### Text for analysis
╔══

Watering Cracks

A site-responsive, participatory performance

[Photos by Alison Boulier & Nicole Hawkins]

When Lou Sheppard invited me to respond materially to False Creek, I recalled the minute fissures in pavements carved by pathways of rainwater that I noticed during Mend Walks. And I knew I wanted to engage with the cracks at False Creek. Drawn to the opportunity to study them more closely, I considered hosting a workshop for mapping cracks through the process of rubbing.

But the more I read and reflected on the site, the more deeply I sensed the immensity of historical and geological time embedded in False Creek. The land that is now Vancouver’s urban waterfront used to be an ecologically rich and diverse waterway shared by the Musqueam, Squamish and Tsleil-Waututh peoples. That hard edge of concrete was part of an intertidal zone shaped by the movement of water, as the tides rose and fell twice a day, pulled by moon and sun.

╚══

### Work item A
Can you set down, word for word, the stretch of the Watering Cracks text from "A site-responsive, participatory" through "process of rubbing."?
### Work item B
Would you resume the Watering Cracks text, carrying it on from its final sentence?

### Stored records

╔══

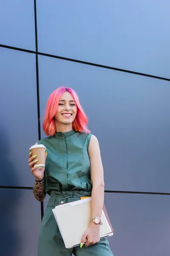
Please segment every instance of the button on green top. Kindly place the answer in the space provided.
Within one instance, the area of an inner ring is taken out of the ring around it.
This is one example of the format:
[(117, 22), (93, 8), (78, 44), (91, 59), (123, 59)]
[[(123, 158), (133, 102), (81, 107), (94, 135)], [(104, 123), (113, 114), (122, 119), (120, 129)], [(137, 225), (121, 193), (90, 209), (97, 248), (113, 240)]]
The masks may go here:
[[(64, 136), (64, 135), (65, 136)], [(90, 162), (88, 154), (91, 134), (74, 130), (40, 140), (46, 148), (46, 192), (91, 191)]]

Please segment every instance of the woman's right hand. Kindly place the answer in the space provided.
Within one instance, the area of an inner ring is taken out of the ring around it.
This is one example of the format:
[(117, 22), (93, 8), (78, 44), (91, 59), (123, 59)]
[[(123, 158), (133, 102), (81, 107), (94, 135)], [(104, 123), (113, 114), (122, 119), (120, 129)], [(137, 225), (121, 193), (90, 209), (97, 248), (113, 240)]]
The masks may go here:
[[(31, 168), (31, 172), (34, 175), (35, 179), (37, 180), (41, 180), (44, 177), (44, 167), (42, 168), (38, 168), (38, 166), (34, 167), (34, 165), (36, 163), (37, 161), (34, 159), (37, 156), (31, 156), (32, 153), (30, 152), (29, 154), (29, 166)], [(47, 157), (47, 153), (45, 152), (45, 160)]]

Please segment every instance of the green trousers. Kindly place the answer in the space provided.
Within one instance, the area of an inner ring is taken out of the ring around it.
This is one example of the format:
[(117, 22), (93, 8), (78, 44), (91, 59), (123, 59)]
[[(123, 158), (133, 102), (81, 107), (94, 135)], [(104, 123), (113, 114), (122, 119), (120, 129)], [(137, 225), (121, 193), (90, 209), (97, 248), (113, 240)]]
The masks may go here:
[(106, 239), (93, 245), (82, 248), (79, 246), (66, 249), (52, 209), (61, 203), (79, 200), (81, 196), (90, 196), (88, 192), (51, 192), (41, 224), (38, 243), (38, 256), (113, 256)]

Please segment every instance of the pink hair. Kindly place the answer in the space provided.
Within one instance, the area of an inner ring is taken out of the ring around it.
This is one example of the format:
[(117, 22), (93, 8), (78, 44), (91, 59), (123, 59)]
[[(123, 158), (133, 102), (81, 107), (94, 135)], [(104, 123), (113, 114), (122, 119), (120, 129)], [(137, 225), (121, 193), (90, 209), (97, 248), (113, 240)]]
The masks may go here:
[(71, 94), (77, 106), (77, 113), (73, 122), (73, 129), (79, 132), (90, 132), (87, 126), (88, 118), (80, 105), (76, 93), (71, 88), (62, 87), (50, 94), (47, 102), (42, 125), (44, 132), (47, 136), (53, 136), (55, 133), (56, 125), (54, 117), (58, 108), (59, 100), (62, 93), (66, 91)]

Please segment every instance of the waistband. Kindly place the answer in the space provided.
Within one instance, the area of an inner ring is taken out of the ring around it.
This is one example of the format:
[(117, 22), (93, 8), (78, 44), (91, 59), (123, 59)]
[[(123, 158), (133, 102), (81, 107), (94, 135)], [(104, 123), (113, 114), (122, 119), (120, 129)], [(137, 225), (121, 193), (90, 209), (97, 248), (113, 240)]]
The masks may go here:
[(50, 196), (62, 198), (80, 198), (82, 196), (91, 196), (91, 192), (87, 191), (57, 191), (51, 190)]
[(81, 197), (91, 196), (91, 192), (51, 190), (50, 196), (47, 206), (54, 207), (61, 204), (79, 200)]

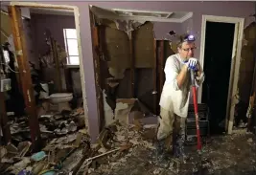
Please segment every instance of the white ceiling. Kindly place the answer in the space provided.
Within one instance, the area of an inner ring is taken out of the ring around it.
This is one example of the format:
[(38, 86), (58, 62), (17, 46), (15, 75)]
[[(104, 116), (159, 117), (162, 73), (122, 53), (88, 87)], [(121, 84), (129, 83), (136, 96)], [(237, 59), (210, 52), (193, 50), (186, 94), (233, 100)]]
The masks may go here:
[(58, 10), (58, 9), (46, 9), (46, 8), (30, 8), (31, 13), (36, 14), (54, 14), (54, 15), (69, 15), (74, 16), (72, 10)]
[(99, 18), (129, 19), (138, 21), (161, 21), (182, 23), (193, 16), (193, 12), (187, 11), (152, 11), (122, 9), (103, 9), (90, 6), (91, 11)]
[[(188, 11), (152, 11), (122, 9), (103, 9), (90, 6), (92, 12), (99, 18), (126, 19), (137, 21), (159, 21), (182, 23), (193, 16), (193, 12)], [(45, 8), (30, 8), (31, 13), (54, 14), (54, 15), (74, 15), (72, 10), (57, 10)]]

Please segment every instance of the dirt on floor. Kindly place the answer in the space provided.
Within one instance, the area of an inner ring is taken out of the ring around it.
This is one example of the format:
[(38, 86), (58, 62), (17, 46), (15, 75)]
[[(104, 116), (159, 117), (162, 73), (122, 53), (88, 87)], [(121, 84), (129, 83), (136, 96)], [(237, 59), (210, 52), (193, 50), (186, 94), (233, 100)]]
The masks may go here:
[[(127, 152), (94, 160), (84, 171), (92, 175), (256, 174), (256, 137), (253, 134), (238, 131), (232, 135), (211, 137), (211, 142), (203, 145), (201, 154), (197, 152), (196, 145), (188, 145), (186, 151), (190, 158), (185, 164), (171, 158), (170, 166), (162, 168), (156, 165), (152, 144), (154, 130), (148, 128), (138, 132), (122, 129), (129, 135), (132, 147)], [(125, 140), (120, 138), (124, 133), (117, 136), (119, 140)]]
[[(166, 168), (157, 165), (156, 125), (105, 127), (96, 143), (84, 130), (52, 140), (42, 151), (29, 154), (24, 142), (1, 147), (0, 174), (54, 175), (250, 175), (256, 174), (256, 137), (245, 130), (208, 138), (201, 154), (186, 145), (189, 160), (170, 156)], [(206, 141), (206, 140), (204, 140)], [(4, 154), (3, 154), (4, 153)], [(25, 173), (26, 172), (26, 173)]]

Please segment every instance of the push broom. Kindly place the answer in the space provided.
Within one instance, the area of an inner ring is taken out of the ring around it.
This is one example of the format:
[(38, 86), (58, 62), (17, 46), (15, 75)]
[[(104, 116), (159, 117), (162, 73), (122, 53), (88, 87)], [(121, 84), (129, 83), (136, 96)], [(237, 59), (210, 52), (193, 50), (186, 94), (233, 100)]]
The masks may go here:
[(198, 151), (201, 150), (201, 141), (200, 141), (200, 129), (199, 129), (199, 121), (198, 121), (198, 98), (197, 98), (197, 87), (195, 82), (195, 72), (191, 69), (191, 80), (192, 80), (192, 90), (193, 90), (193, 103), (196, 117), (196, 127), (197, 127), (197, 139), (198, 139)]

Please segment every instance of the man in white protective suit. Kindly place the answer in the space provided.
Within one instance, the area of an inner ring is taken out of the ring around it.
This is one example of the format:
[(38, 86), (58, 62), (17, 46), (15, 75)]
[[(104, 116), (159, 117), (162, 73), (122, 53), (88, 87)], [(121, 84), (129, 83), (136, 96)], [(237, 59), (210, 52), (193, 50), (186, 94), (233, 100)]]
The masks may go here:
[(172, 155), (182, 160), (187, 158), (184, 153), (184, 141), (191, 70), (195, 72), (198, 87), (204, 80), (202, 68), (194, 57), (195, 37), (190, 34), (181, 36), (177, 51), (177, 54), (167, 58), (164, 69), (166, 80), (159, 102), (160, 116), (157, 128), (157, 158), (161, 163), (168, 163), (168, 158)]

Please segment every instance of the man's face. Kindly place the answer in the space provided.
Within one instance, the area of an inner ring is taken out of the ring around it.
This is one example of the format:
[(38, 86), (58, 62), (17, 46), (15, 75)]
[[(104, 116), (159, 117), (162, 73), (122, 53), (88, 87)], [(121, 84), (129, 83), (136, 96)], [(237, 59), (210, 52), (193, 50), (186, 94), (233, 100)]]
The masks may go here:
[(184, 59), (194, 57), (195, 42), (183, 42), (181, 47), (178, 48), (178, 54)]

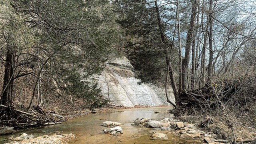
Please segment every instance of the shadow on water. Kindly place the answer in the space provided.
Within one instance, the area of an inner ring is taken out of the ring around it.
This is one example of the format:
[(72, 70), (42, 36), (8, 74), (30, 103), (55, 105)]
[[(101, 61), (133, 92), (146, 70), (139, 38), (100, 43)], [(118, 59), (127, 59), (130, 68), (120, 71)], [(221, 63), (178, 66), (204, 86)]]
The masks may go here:
[[(62, 124), (52, 125), (42, 128), (34, 129), (25, 132), (28, 134), (33, 134), (34, 137), (52, 134), (54, 132), (63, 132), (63, 133), (72, 133), (76, 135), (76, 138), (70, 142), (70, 144), (190, 144), (200, 143), (199, 141), (186, 141), (180, 140), (179, 137), (172, 134), (167, 134), (168, 141), (151, 140), (150, 132), (156, 132), (152, 128), (134, 126), (131, 125), (137, 118), (148, 118), (160, 120), (165, 118), (171, 118), (173, 115), (168, 113), (155, 114), (158, 110), (167, 110), (168, 107), (155, 107), (130, 109), (121, 111), (102, 112), (96, 114), (84, 116), (74, 119), (72, 120), (64, 122)], [(124, 134), (120, 136), (113, 136), (104, 134), (102, 130), (106, 128), (100, 124), (107, 119), (124, 123), (121, 126)], [(162, 131), (162, 132), (166, 132)], [(18, 136), (16, 134), (14, 137)], [(6, 142), (11, 135), (0, 136), (0, 144)]]

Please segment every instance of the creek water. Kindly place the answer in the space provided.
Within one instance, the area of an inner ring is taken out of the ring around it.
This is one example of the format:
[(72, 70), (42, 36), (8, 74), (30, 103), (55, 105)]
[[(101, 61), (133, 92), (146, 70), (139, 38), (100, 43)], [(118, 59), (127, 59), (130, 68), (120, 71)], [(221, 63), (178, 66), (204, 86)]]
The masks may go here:
[[(166, 111), (168, 107), (154, 107), (132, 108), (121, 110), (112, 112), (101, 112), (94, 114), (89, 114), (74, 119), (62, 124), (52, 125), (42, 128), (36, 129), (23, 132), (28, 134), (33, 134), (34, 137), (45, 135), (51, 135), (56, 131), (64, 134), (73, 133), (76, 138), (72, 140), (69, 144), (199, 144), (200, 141), (186, 141), (180, 139), (179, 137), (172, 134), (167, 134), (168, 141), (150, 140), (150, 132), (152, 132), (166, 133), (166, 131), (155, 131), (152, 128), (135, 126), (131, 124), (138, 118), (151, 118), (160, 120), (165, 118), (171, 118), (173, 115), (170, 113), (155, 113), (157, 111)], [(112, 121), (124, 123), (120, 126), (124, 134), (119, 136), (113, 136), (104, 134), (102, 130), (106, 128), (100, 126), (107, 119)], [(13, 135), (18, 136), (20, 134)], [(7, 142), (11, 135), (0, 136), (0, 144)]]

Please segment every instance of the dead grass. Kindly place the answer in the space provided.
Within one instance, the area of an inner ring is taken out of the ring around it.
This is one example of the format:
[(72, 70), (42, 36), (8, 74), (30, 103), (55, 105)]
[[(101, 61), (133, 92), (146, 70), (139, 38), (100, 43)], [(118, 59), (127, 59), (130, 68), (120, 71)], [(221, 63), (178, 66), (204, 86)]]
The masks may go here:
[(250, 120), (233, 114), (222, 114), (216, 112), (208, 114), (198, 112), (190, 114), (185, 113), (179, 119), (183, 122), (194, 123), (202, 130), (216, 134), (219, 139), (232, 139), (232, 130), (227, 124), (228, 120), (233, 126), (237, 139), (240, 140), (253, 139), (256, 137), (256, 130), (250, 124), (252, 122)]

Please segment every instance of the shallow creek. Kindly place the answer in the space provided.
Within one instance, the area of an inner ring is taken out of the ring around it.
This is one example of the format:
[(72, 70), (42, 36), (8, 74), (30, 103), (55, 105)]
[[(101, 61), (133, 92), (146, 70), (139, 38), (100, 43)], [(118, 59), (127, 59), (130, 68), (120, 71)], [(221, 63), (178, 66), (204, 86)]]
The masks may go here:
[[(33, 134), (34, 137), (53, 134), (56, 131), (61, 133), (72, 133), (76, 134), (76, 138), (72, 139), (70, 144), (200, 144), (200, 141), (186, 141), (180, 140), (178, 137), (172, 134), (167, 134), (168, 141), (153, 140), (150, 140), (150, 133), (157, 131), (152, 128), (134, 126), (131, 125), (137, 118), (148, 118), (160, 120), (165, 118), (171, 118), (173, 115), (170, 114), (160, 113), (155, 114), (156, 111), (164, 111), (170, 109), (168, 107), (155, 107), (133, 108), (121, 110), (112, 112), (101, 112), (95, 114), (90, 114), (74, 119), (72, 120), (65, 122), (62, 124), (52, 125), (25, 132), (28, 134)], [(124, 123), (120, 126), (124, 134), (119, 136), (113, 136), (109, 134), (103, 134), (102, 130), (105, 127), (100, 126), (107, 119), (112, 121)], [(157, 131), (165, 133), (167, 131)], [(18, 136), (16, 134), (14, 137)], [(0, 144), (6, 142), (4, 140), (8, 139), (11, 135), (0, 136)]]

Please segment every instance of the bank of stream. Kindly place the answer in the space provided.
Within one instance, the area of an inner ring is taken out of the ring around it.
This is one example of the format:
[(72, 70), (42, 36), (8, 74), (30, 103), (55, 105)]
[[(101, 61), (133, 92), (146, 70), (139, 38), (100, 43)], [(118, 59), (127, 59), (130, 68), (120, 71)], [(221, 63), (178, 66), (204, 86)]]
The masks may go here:
[[(165, 118), (173, 117), (168, 113), (156, 114), (156, 111), (168, 110), (170, 107), (151, 107), (116, 110), (112, 112), (101, 112), (89, 114), (74, 119), (72, 121), (62, 124), (46, 126), (25, 132), (34, 136), (51, 135), (56, 132), (64, 134), (72, 133), (76, 138), (70, 142), (70, 144), (199, 144), (200, 140), (191, 141), (180, 139), (178, 136), (172, 134), (167, 134), (168, 141), (162, 141), (150, 140), (151, 128), (132, 126), (131, 123), (137, 118), (148, 118), (160, 120)], [(106, 128), (100, 126), (107, 120), (124, 123), (120, 126), (124, 134), (119, 136), (104, 134), (102, 130)], [(20, 134), (13, 135), (18, 136)], [(8, 142), (11, 135), (0, 136), (0, 144)]]

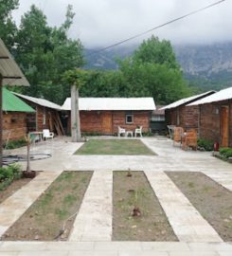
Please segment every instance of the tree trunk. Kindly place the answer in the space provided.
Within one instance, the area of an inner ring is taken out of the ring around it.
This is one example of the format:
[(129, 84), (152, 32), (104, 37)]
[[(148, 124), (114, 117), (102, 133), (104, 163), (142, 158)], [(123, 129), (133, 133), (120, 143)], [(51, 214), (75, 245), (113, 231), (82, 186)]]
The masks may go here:
[(71, 88), (71, 133), (73, 142), (81, 141), (79, 89), (76, 85), (73, 85)]
[(71, 134), (72, 141), (77, 142), (77, 108), (76, 108), (76, 85), (71, 87)]
[(3, 105), (3, 77), (0, 73), (0, 167), (3, 166), (3, 111), (2, 111), (2, 105)]
[(77, 140), (81, 141), (80, 118), (79, 111), (79, 88), (76, 91), (76, 115), (77, 115)]
[(27, 137), (27, 172), (30, 172), (30, 137), (29, 137), (29, 136)]

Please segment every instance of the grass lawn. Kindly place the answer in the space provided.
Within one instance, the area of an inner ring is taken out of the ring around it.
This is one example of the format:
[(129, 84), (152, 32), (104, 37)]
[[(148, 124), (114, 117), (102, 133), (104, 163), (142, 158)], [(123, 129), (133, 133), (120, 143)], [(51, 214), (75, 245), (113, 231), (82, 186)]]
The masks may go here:
[(139, 139), (91, 139), (76, 155), (155, 155)]

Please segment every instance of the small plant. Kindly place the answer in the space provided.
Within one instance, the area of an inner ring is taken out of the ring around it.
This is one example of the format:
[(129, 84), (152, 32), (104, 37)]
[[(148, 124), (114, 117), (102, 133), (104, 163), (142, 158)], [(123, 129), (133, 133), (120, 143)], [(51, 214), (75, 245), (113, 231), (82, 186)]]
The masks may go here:
[(205, 151), (213, 151), (213, 141), (206, 138), (198, 138), (197, 146)]
[(221, 148), (219, 154), (223, 158), (232, 157), (232, 148)]
[(12, 164), (8, 167), (0, 168), (0, 191), (5, 190), (10, 183), (22, 176), (22, 171), (19, 165)]
[(128, 171), (127, 171), (127, 176), (128, 177), (132, 177), (133, 174), (132, 174), (132, 171), (130, 168), (128, 168)]
[(138, 190), (134, 192), (134, 207), (133, 209), (132, 212), (133, 217), (140, 217), (141, 216), (141, 210), (138, 207)]

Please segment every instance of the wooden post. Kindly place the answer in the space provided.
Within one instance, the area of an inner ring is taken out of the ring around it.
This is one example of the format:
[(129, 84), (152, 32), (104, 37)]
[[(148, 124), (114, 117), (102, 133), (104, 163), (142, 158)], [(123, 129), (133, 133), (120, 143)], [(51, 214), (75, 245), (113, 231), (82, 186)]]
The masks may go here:
[(0, 167), (3, 166), (3, 76), (0, 73)]
[(71, 135), (72, 135), (72, 141), (77, 142), (77, 108), (76, 108), (76, 101), (77, 101), (77, 87), (76, 85), (72, 85), (71, 87)]

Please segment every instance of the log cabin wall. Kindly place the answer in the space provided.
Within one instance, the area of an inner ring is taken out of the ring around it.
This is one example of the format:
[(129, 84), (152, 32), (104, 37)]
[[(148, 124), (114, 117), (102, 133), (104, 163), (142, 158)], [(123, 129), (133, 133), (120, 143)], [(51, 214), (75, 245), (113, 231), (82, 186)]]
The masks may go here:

╚══

### Your response A
A site-responsive, participatory performance

[Photos by Alison Boulier & Nicole Hawkins]

When Lou Sheppard invited me to respond materially to False Creek, I recalled the minute fissures in pavements carved by pathways of rainwater that I noticed during Mend Walks. And I knew I wanted to engage with the cracks at False Creek. Drawn to the opportunity to study them more closely, I considered hosting a workshop for mapping cracks through the process of rubbing.

### Your response B
As a newcomer to Canada, and a guest to both Lou’s project and the site of False Creek, I hesitated to map out the cracks at False Creek. I wondered if we begin to think that we know the moment we begin to record and categorize places on a map. I wanted to keep that openness and humility of not knowing. As I continued to go on Mend Walks, it struck me that my material response to False Creek could simply be to observe and pay attention to the creek water itself.

Together with Fieldschool and friends I had made in my time at ECU, we gathered on a Saturday morning to water the cracks along Vancouver’s urban waterfront with borrowed creek water. Using a few tools I made, we patiently traced and retraced minute fissures in the ground, silently reenacting the memory of tidal movements in centuries past. The weekend crowd flowed around us. Some paused to watch; a jogger ran past but took care not to step on any of the cracks we had traced with creek water.

Like many other projects in my practice, this workshop offers the invitation to consider cracks not as a structural flaw, but as the necessary release of tension trapped within or beneath the surface. A rupture that allows new possibilities to arise.